• [Problem details]
The answer should contain only the lines running from the line with "the clock tower" to the end of the material, reproduced verbatim.

===============

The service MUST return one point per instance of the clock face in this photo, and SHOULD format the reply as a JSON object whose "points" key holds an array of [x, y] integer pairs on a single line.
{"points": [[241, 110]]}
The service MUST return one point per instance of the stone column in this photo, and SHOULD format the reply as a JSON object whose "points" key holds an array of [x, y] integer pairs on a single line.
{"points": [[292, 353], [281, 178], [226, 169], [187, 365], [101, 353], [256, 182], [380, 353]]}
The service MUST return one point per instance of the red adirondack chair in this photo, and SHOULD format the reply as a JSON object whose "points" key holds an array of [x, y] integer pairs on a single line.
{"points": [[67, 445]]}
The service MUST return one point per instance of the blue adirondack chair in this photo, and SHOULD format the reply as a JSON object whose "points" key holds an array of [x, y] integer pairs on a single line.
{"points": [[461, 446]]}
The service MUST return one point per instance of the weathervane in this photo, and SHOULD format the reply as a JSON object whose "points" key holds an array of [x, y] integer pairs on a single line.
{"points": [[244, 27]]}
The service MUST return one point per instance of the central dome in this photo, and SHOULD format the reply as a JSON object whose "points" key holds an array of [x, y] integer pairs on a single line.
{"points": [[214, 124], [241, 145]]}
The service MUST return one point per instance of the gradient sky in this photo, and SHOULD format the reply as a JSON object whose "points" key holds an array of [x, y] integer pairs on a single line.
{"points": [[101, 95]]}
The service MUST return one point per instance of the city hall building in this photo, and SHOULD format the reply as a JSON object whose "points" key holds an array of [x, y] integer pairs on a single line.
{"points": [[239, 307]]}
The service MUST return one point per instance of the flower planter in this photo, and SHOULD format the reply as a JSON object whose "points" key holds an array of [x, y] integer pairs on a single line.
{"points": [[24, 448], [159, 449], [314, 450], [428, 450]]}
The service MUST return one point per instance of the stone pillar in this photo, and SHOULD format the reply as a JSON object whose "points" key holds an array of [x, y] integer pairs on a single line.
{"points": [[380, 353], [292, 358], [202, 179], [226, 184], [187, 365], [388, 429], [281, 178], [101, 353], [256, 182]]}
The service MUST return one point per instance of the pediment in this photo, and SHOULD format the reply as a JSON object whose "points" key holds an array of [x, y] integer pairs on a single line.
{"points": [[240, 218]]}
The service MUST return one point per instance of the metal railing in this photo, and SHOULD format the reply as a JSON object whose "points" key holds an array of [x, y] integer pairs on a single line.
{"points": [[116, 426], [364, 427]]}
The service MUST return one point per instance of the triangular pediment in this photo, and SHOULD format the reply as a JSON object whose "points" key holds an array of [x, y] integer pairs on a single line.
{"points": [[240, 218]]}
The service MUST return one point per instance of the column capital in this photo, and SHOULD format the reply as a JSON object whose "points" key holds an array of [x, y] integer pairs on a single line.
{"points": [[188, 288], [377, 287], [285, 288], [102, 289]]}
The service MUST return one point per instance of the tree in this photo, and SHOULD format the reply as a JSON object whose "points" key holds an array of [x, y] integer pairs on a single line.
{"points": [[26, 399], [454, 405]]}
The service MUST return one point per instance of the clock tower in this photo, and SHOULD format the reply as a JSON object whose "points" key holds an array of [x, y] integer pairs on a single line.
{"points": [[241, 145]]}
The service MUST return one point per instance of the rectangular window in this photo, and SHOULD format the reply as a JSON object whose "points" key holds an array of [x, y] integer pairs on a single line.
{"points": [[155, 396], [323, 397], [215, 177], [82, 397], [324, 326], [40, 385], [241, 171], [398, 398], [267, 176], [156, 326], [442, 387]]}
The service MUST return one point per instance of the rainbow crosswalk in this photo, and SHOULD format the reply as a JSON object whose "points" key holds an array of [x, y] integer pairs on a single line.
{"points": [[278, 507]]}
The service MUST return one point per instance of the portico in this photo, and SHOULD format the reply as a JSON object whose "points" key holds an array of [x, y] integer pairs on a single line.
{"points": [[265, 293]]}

===============

• [Exercise answer]
The service MUST return one point per instance of the clock tower in this photo, and SHOULD format the reply as a JSON object whose "points" key holds an array of [x, y] integer pairs on a single line.
{"points": [[241, 145]]}
The service MUST return one point per instance of the rectangular window in this photo, and SHOULD format the reply as a JSON object whose "points" key holds an array of [x, y] integer pairs on a single line.
{"points": [[155, 396], [323, 397], [215, 177], [82, 397], [324, 326], [40, 385], [241, 171], [398, 398], [267, 176], [156, 326], [442, 387]]}
The service MUST return one point per instance of the rainbow crosswalk in this photo, and SHOULD format the reply as a JSON object whose "points" key holds an array of [x, y] integer pairs on a single line.
{"points": [[278, 507]]}
The service MUST return one point per instance of the portico in this photo, and SHOULD format the reply as a JSON object whose "points" key holds an array of [x, y] integer pairs on a single line.
{"points": [[265, 293]]}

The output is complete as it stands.